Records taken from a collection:
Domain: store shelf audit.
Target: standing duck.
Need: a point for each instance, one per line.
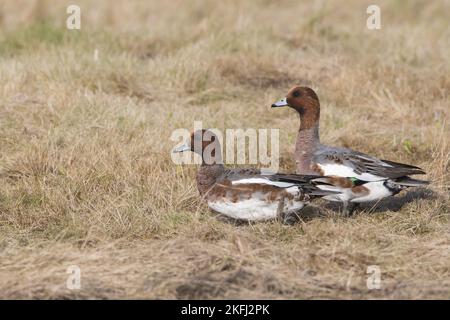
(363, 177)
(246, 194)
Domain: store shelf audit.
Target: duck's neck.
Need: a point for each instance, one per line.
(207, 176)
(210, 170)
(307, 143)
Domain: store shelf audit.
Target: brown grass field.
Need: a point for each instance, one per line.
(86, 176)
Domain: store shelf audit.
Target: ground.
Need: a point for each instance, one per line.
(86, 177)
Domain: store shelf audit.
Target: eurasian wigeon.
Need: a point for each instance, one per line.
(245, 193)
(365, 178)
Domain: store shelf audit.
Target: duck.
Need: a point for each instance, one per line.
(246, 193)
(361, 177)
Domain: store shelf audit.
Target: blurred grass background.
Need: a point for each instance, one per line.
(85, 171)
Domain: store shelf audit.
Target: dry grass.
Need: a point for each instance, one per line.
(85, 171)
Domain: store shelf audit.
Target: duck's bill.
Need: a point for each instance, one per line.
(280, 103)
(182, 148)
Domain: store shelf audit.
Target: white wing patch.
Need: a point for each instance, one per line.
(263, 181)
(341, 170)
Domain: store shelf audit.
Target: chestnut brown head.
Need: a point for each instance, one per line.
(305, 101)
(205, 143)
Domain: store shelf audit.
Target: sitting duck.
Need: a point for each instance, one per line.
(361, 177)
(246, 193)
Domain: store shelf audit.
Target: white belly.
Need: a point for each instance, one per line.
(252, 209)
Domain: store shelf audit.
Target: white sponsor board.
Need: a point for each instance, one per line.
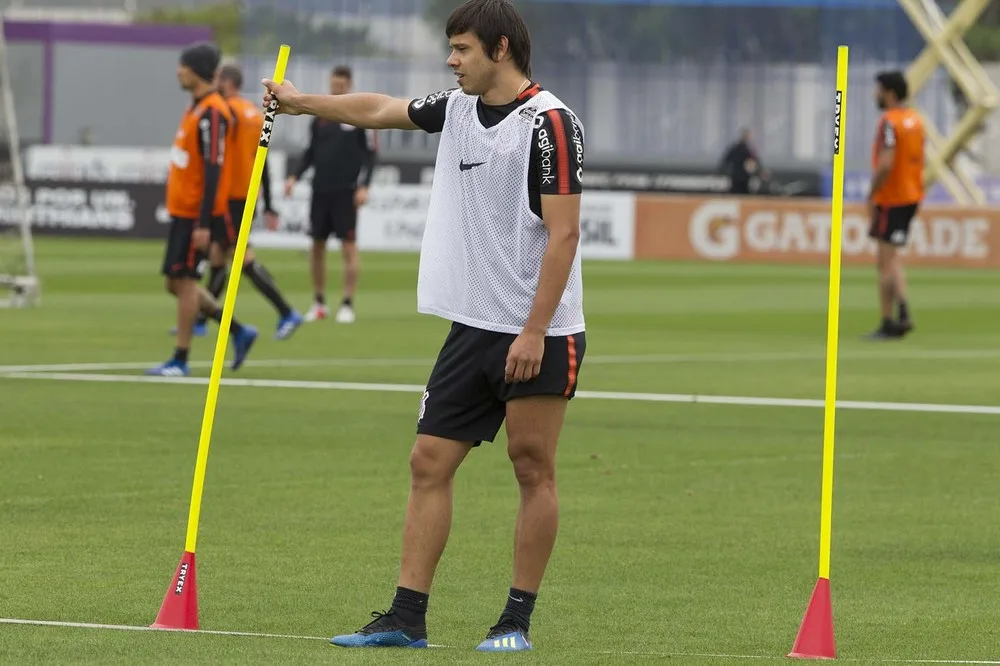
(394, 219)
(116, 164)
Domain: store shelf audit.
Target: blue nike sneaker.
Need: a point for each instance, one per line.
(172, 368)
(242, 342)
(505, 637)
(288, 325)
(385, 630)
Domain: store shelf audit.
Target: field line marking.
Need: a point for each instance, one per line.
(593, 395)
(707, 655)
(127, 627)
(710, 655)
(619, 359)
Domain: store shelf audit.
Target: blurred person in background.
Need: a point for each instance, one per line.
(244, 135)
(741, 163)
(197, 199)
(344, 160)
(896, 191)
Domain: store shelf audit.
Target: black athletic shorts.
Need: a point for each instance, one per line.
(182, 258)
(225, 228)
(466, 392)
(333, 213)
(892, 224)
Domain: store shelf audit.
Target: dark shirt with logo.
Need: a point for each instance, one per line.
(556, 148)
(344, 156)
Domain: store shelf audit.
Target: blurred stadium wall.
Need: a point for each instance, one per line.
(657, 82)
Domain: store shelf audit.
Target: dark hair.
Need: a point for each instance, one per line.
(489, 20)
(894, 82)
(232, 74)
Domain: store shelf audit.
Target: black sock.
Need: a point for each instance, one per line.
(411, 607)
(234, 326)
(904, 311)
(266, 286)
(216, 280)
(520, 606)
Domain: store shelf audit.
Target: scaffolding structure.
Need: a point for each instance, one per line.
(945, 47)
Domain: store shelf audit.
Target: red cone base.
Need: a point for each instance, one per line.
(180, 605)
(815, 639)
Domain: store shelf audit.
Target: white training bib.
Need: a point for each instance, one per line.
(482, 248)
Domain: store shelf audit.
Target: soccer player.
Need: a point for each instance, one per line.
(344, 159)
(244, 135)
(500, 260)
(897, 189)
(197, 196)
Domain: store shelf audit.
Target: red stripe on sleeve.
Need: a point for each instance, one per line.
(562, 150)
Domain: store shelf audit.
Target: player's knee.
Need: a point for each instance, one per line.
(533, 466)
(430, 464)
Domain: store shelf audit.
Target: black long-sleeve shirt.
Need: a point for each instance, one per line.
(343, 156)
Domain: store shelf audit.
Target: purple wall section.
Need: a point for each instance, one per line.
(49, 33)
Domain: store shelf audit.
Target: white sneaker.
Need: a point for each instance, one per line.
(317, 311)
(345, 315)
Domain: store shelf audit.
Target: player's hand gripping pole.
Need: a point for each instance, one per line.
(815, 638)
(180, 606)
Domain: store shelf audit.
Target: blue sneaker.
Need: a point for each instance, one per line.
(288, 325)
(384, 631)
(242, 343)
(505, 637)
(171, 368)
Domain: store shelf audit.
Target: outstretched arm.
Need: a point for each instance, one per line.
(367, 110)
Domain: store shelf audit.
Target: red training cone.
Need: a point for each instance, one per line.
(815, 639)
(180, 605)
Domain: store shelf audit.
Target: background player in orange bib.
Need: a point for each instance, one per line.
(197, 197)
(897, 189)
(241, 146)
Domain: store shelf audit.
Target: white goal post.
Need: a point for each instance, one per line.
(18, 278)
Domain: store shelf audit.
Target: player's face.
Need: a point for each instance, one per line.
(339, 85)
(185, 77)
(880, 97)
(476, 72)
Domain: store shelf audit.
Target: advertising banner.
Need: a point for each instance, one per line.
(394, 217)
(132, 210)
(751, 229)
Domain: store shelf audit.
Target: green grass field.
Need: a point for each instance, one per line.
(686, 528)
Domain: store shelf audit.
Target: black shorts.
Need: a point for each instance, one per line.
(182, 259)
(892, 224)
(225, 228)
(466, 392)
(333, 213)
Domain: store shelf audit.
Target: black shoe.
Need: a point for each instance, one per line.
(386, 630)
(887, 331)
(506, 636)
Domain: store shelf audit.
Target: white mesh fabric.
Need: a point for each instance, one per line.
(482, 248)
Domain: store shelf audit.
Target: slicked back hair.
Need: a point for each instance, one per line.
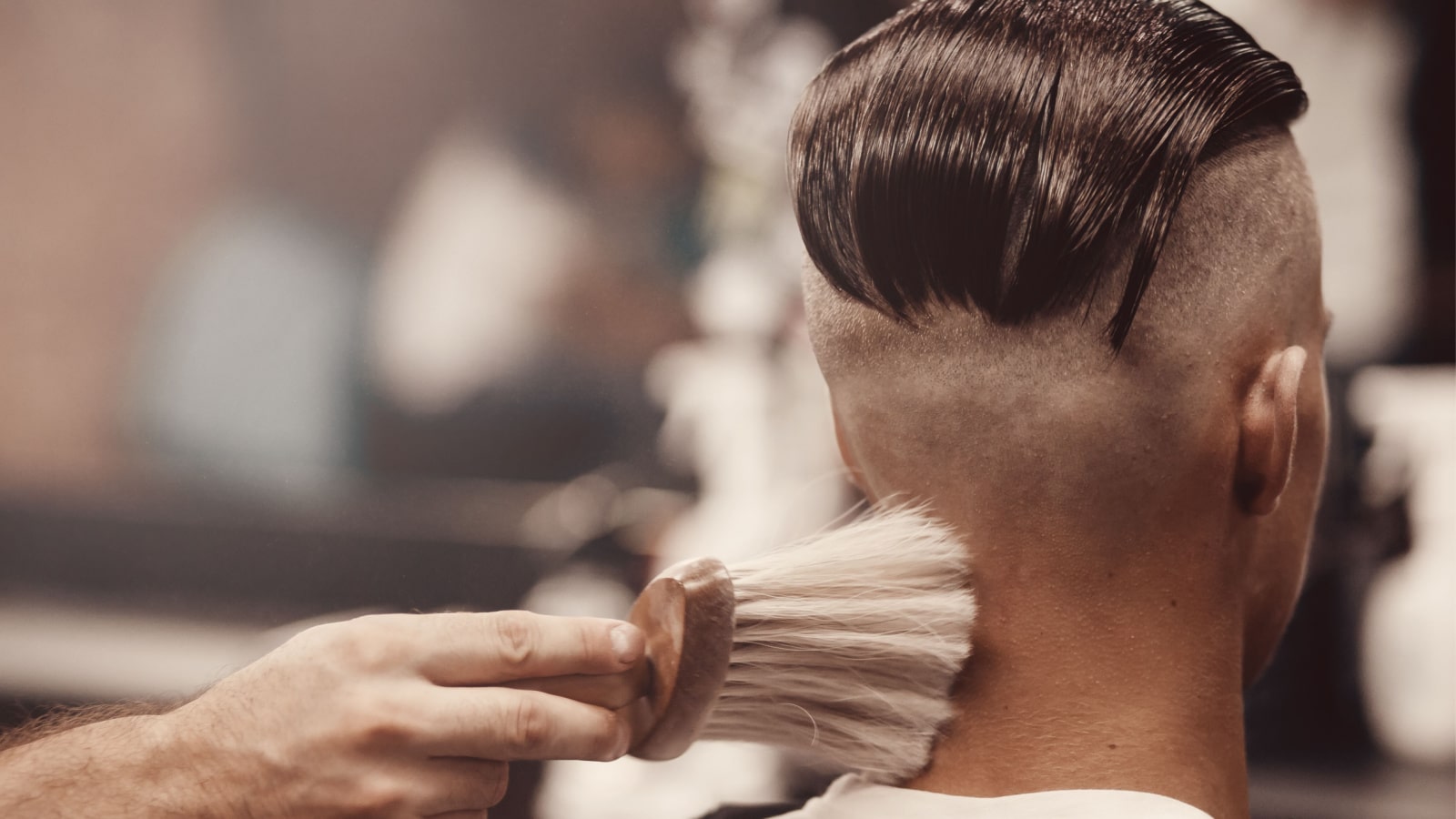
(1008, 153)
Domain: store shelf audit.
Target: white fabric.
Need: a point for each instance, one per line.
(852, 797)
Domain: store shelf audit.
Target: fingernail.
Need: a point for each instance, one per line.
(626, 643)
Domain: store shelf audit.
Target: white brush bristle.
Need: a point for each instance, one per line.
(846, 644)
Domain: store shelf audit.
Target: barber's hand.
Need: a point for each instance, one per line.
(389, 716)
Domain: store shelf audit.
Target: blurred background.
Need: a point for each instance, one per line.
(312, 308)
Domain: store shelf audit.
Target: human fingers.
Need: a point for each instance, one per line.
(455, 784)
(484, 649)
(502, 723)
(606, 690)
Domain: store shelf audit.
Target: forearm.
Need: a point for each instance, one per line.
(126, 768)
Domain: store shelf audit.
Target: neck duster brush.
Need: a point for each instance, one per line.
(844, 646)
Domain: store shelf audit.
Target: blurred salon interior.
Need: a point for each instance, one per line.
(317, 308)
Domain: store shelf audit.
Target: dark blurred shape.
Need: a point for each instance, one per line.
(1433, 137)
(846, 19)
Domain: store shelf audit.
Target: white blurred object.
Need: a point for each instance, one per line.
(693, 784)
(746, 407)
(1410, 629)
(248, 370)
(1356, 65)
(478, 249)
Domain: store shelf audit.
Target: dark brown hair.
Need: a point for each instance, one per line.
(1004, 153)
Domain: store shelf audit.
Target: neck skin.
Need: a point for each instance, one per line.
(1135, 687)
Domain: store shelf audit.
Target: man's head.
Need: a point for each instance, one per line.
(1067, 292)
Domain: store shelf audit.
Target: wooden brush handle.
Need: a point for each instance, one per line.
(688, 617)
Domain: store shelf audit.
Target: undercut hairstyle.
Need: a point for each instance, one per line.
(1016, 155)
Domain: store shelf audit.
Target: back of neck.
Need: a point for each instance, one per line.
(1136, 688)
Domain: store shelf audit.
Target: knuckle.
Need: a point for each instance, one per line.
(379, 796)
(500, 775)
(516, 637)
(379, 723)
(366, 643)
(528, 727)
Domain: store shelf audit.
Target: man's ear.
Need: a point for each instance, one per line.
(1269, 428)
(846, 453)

--

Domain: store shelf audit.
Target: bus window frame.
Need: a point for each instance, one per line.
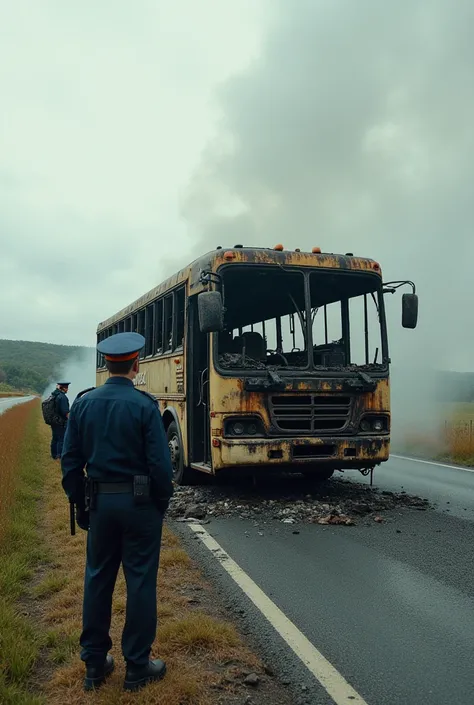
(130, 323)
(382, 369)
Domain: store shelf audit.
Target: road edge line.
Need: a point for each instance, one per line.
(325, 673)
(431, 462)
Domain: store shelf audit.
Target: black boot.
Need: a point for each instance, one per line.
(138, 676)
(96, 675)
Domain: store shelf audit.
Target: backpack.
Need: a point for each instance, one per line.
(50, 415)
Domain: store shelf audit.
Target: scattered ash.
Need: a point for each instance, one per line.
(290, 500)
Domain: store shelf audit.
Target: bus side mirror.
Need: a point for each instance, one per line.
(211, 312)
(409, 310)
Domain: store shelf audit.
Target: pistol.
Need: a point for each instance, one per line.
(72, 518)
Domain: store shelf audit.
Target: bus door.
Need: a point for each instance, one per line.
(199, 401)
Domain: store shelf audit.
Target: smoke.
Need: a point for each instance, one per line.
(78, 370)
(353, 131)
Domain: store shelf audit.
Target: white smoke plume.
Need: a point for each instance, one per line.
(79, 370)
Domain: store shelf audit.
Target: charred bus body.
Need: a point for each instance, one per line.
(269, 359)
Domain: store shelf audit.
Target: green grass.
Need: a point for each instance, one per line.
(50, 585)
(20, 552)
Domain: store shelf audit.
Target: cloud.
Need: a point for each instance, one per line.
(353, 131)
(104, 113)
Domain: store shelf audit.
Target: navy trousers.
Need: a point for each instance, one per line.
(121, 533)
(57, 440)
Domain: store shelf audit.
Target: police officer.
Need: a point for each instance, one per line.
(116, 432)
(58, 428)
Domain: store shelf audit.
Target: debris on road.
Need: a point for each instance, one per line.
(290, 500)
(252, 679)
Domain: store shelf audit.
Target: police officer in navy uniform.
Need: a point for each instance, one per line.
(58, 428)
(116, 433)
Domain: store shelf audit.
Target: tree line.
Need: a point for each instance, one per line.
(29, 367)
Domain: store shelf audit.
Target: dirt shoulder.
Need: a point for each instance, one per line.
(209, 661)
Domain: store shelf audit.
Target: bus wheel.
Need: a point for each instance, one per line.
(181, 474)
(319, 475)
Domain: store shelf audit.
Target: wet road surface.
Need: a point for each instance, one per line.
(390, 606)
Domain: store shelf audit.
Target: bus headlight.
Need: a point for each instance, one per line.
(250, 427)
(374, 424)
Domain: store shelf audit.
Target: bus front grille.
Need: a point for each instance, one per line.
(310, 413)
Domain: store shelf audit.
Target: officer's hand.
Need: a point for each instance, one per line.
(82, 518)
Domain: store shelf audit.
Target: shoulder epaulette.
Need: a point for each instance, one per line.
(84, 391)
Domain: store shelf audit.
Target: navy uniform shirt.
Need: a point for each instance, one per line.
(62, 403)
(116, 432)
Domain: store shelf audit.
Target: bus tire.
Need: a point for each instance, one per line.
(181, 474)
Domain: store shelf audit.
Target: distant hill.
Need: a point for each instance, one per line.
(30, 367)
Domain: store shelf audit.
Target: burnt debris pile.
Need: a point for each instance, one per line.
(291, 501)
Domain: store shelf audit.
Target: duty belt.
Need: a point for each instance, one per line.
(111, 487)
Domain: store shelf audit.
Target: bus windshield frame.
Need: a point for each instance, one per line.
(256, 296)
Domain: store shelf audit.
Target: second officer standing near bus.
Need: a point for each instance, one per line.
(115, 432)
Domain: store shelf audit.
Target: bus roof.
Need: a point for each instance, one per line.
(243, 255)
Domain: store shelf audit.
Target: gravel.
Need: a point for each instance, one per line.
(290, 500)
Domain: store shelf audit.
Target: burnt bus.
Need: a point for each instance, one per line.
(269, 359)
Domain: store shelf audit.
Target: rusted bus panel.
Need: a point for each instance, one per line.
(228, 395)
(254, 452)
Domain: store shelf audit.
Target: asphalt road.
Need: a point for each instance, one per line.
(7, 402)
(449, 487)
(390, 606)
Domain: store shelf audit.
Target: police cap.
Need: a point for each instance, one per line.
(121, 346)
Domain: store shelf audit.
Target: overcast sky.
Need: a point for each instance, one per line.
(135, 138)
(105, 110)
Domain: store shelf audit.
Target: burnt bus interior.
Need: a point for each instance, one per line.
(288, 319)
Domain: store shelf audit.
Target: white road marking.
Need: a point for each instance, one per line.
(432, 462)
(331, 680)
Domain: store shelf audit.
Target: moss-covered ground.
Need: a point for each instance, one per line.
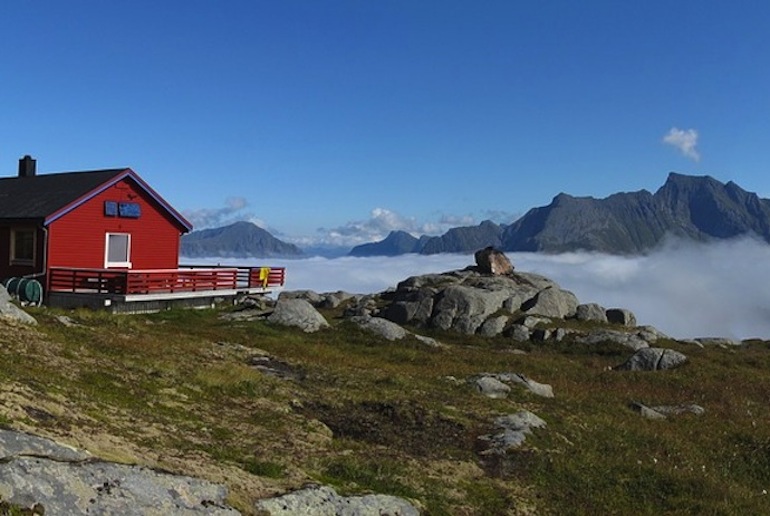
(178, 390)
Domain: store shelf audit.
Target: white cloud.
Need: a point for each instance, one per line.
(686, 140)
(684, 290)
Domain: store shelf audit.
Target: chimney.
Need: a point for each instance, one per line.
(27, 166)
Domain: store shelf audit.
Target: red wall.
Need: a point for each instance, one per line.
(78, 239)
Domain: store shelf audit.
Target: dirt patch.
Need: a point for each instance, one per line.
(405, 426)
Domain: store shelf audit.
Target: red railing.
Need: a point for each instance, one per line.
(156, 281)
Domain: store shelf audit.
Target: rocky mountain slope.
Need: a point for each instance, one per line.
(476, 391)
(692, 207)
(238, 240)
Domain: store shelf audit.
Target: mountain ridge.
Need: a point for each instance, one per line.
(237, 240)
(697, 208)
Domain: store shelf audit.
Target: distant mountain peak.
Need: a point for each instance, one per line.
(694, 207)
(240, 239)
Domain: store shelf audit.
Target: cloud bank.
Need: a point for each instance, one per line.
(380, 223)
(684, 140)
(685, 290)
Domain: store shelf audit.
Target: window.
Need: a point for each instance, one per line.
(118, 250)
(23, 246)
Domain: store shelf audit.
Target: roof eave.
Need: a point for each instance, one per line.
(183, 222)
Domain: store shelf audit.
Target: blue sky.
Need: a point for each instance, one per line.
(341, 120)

==

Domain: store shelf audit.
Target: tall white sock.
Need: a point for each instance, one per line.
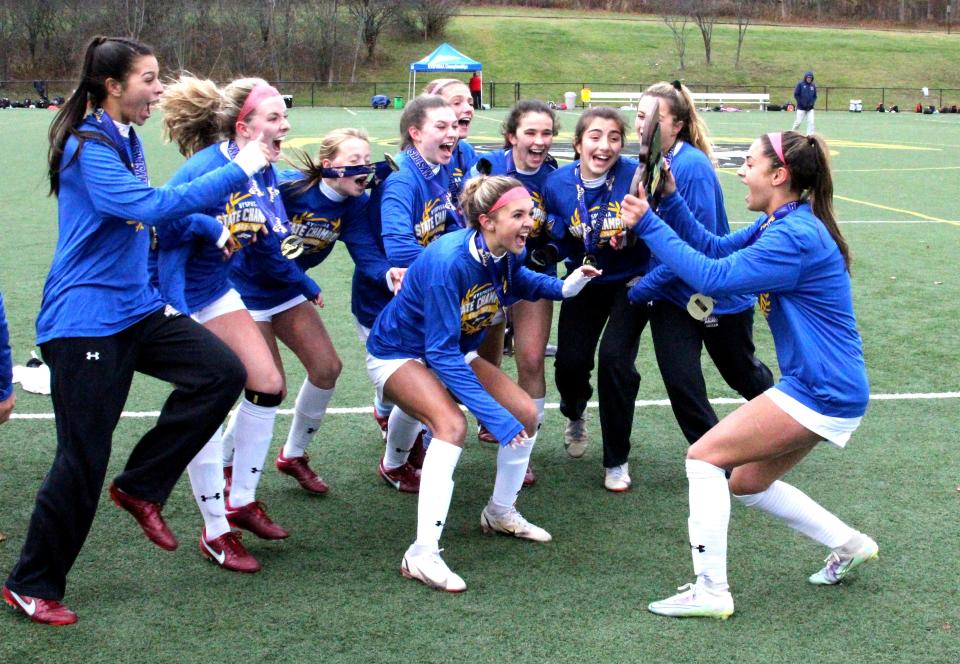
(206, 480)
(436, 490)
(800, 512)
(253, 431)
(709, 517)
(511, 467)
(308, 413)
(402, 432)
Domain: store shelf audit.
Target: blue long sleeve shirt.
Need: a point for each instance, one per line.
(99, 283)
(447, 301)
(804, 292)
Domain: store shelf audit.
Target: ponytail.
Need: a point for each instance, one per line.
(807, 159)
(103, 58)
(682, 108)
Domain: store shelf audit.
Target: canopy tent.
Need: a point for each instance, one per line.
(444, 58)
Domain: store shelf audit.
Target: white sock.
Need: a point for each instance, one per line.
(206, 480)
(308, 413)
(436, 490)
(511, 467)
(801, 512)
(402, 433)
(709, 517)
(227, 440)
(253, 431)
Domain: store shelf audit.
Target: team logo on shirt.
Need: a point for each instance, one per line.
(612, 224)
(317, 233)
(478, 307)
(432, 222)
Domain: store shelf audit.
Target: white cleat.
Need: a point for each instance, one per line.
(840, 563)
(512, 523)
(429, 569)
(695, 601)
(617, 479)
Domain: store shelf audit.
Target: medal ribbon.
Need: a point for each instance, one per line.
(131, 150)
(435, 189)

**YOUR TASK:** Tally the lines in the records that contain the string "patch". Reply with the number alone.

**EXERCISE SOLUTION:** 2